- _What the task asks_
I'd like every record written out again, exactly as it is.

- _Dataset entries_
........

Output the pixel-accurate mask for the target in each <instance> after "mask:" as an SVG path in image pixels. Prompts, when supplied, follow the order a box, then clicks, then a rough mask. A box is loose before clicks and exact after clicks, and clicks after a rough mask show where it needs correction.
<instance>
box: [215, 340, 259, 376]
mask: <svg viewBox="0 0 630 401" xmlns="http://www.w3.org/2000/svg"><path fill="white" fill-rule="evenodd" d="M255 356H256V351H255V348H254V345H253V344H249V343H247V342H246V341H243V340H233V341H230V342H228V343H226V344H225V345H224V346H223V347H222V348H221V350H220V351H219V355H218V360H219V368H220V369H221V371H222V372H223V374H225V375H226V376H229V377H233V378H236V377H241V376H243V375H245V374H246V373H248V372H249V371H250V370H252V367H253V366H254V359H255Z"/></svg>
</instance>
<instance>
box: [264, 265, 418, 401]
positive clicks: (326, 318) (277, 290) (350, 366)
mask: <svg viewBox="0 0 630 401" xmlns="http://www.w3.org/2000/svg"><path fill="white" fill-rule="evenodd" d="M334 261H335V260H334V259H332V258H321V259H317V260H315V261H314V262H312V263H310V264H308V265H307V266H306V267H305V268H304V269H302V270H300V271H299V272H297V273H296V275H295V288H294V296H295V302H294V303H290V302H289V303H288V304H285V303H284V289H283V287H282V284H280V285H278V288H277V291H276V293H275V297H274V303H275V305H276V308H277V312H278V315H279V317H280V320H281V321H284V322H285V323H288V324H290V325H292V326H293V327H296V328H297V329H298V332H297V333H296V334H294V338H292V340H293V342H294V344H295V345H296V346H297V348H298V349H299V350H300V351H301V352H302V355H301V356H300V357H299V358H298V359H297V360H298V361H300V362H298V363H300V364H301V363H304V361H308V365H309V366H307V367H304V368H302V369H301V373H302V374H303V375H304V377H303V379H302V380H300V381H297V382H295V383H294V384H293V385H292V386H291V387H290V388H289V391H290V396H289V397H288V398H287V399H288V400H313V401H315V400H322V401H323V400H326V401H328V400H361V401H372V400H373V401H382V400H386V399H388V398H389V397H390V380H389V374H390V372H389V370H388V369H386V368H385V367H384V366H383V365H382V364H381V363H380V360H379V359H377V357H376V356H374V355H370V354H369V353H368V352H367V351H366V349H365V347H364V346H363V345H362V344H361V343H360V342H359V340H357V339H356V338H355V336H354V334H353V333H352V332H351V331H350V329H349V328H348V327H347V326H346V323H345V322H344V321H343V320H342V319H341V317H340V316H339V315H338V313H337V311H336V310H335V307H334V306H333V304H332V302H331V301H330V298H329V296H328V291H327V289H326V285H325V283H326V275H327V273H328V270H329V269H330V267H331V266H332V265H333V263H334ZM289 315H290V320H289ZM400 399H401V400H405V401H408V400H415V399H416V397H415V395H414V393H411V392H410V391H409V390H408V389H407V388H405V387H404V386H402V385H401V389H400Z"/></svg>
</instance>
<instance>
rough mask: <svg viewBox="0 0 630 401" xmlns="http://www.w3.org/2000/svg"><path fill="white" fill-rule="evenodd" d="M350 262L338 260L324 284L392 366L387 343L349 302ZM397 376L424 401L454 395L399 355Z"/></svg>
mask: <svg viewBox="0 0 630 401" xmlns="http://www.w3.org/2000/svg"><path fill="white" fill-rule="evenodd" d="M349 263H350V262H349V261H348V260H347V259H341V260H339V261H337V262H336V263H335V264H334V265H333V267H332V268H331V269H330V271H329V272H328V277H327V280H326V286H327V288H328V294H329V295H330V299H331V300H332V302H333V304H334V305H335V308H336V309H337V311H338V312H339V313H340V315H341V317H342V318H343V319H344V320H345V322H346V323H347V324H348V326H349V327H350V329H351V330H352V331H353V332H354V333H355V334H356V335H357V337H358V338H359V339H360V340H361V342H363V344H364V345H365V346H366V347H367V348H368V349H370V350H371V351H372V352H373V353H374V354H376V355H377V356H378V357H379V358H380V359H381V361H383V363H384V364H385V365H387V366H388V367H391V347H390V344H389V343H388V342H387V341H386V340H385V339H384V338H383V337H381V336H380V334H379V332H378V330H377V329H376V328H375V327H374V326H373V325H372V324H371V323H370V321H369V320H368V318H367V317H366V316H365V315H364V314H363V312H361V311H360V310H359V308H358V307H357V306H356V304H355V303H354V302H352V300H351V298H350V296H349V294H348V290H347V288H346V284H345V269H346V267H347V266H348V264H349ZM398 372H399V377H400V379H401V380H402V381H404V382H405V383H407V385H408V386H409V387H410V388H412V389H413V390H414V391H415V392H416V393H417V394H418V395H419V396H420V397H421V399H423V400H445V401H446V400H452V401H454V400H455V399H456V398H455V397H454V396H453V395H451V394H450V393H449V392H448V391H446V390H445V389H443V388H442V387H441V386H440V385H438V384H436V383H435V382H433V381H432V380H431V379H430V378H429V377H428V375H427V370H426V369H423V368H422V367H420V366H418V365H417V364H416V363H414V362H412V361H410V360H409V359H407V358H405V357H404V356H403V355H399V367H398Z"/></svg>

........

- _Response for this exercise_
Output the pixel-accurate mask for the target in each <instance> after "mask:" as an SVG path in image pixels. Prompts, when supplied, follow the order a box, then clicks, then a rough mask. A box is loose before clicks and exact after clicks, and clicks after a rough mask show where it needs correction.
<instance>
box: [215, 340, 259, 376]
mask: <svg viewBox="0 0 630 401" xmlns="http://www.w3.org/2000/svg"><path fill="white" fill-rule="evenodd" d="M255 356H256V351H255V348H254V345H253V344H249V343H247V342H246V341H243V340H233V341H230V342H228V343H226V344H225V345H224V346H223V347H222V348H221V350H220V351H219V355H218V360H219V368H220V369H221V371H222V372H223V374H225V375H226V376H229V377H233V378H236V377H241V376H243V375H245V374H246V373H248V372H249V371H250V370H252V367H253V366H254V359H255Z"/></svg>
</instance>
<instance>
box: [264, 265, 418, 401]
positive clicks: (326, 318) (277, 290) (350, 366)
mask: <svg viewBox="0 0 630 401" xmlns="http://www.w3.org/2000/svg"><path fill="white" fill-rule="evenodd" d="M334 261H335V260H334V259H332V258H321V259H317V260H315V261H314V262H312V263H310V264H308V265H307V266H306V267H305V268H304V269H302V270H300V271H299V272H297V273H296V275H295V288H294V296H295V302H294V303H290V302H289V303H288V304H285V303H284V289H283V287H282V284H280V285H278V288H277V291H276V293H275V297H274V303H275V305H276V308H277V312H278V315H279V317H280V320H281V321H284V322H285V323H288V324H290V325H292V326H293V327H296V328H297V329H298V332H297V333H296V334H294V338H292V340H293V342H294V344H295V345H296V346H297V348H298V349H299V350H300V351H301V352H302V355H301V356H300V357H299V358H298V359H297V360H298V361H300V362H298V363H300V364H301V363H304V361H308V365H309V366H307V367H304V368H302V369H301V373H302V374H303V375H304V377H303V379H302V380H300V381H297V382H295V383H294V384H293V385H292V386H291V387H290V388H289V391H290V396H289V397H288V398H287V399H288V400H313V401H315V400H322V401H323V400H326V401H328V400H361V401H372V400H373V401H382V400H386V399H388V398H389V397H390V380H389V374H390V372H389V370H388V369H386V368H385V367H384V366H383V365H382V364H381V363H380V360H379V359H377V357H376V356H374V355H370V354H369V353H368V352H367V351H366V349H365V347H364V346H363V345H362V344H361V343H360V342H359V340H357V339H356V338H355V336H354V334H353V333H352V332H351V331H350V329H349V328H348V327H347V326H346V323H345V322H344V321H343V320H342V319H341V317H340V316H339V315H338V313H337V311H336V310H335V307H334V306H333V304H332V302H331V301H330V298H329V296H328V291H327V289H326V285H325V283H326V275H327V273H328V270H329V269H330V267H331V266H332V265H333V263H334ZM289 315H290V320H289ZM400 399H401V400H405V401H408V400H415V399H416V397H415V395H414V393H411V392H410V391H409V390H408V389H407V388H405V387H404V386H402V385H401V389H400Z"/></svg>
</instance>
<instance>
rough mask: <svg viewBox="0 0 630 401" xmlns="http://www.w3.org/2000/svg"><path fill="white" fill-rule="evenodd" d="M350 262L338 260L324 284L392 366L387 343L349 302ZM397 376L424 401L454 395L399 355Z"/></svg>
mask: <svg viewBox="0 0 630 401" xmlns="http://www.w3.org/2000/svg"><path fill="white" fill-rule="evenodd" d="M349 263H350V262H349V261H348V260H347V259H341V260H339V261H337V262H336V263H335V264H334V265H333V267H332V268H331V269H330V271H329V272H328V277H327V280H326V286H327V288H328V294H329V295H330V299H331V300H332V302H333V304H334V305H335V308H336V309H337V311H338V312H339V313H340V315H341V317H342V318H343V319H344V320H345V322H346V323H347V324H348V326H349V327H350V329H351V330H352V331H353V332H354V333H355V334H356V335H357V337H358V338H359V339H360V340H361V342H363V344H364V345H365V346H366V347H367V348H368V349H370V350H371V351H372V352H373V353H374V354H376V355H377V356H378V357H379V358H380V359H381V361H383V363H384V364H385V365H387V366H388V367H391V347H390V344H389V343H388V342H387V341H386V340H385V339H384V338H383V337H381V336H380V334H379V332H378V330H377V329H376V328H375V327H374V326H373V325H372V324H371V323H370V321H369V320H368V318H367V317H366V316H365V315H364V314H363V312H361V311H360V310H359V308H358V307H357V306H356V304H355V303H354V302H352V300H351V298H350V296H349V294H348V290H347V288H346V284H345V269H346V267H347V266H348V264H349ZM398 372H399V377H400V379H401V380H402V381H404V382H405V383H407V385H408V386H409V387H410V388H412V389H413V390H414V391H415V392H416V393H417V394H418V395H419V396H420V397H421V399H423V400H445V401H446V400H452V401H454V400H455V399H456V398H455V397H454V396H453V395H451V394H450V393H449V392H448V391H446V390H445V389H443V388H442V387H441V386H440V385H438V384H436V383H435V382H433V381H432V380H431V379H430V378H429V377H428V375H427V370H426V369H423V368H422V367H420V366H418V365H417V364H416V363H414V362H412V361H410V360H409V359H407V358H405V357H404V356H403V355H399V367H398Z"/></svg>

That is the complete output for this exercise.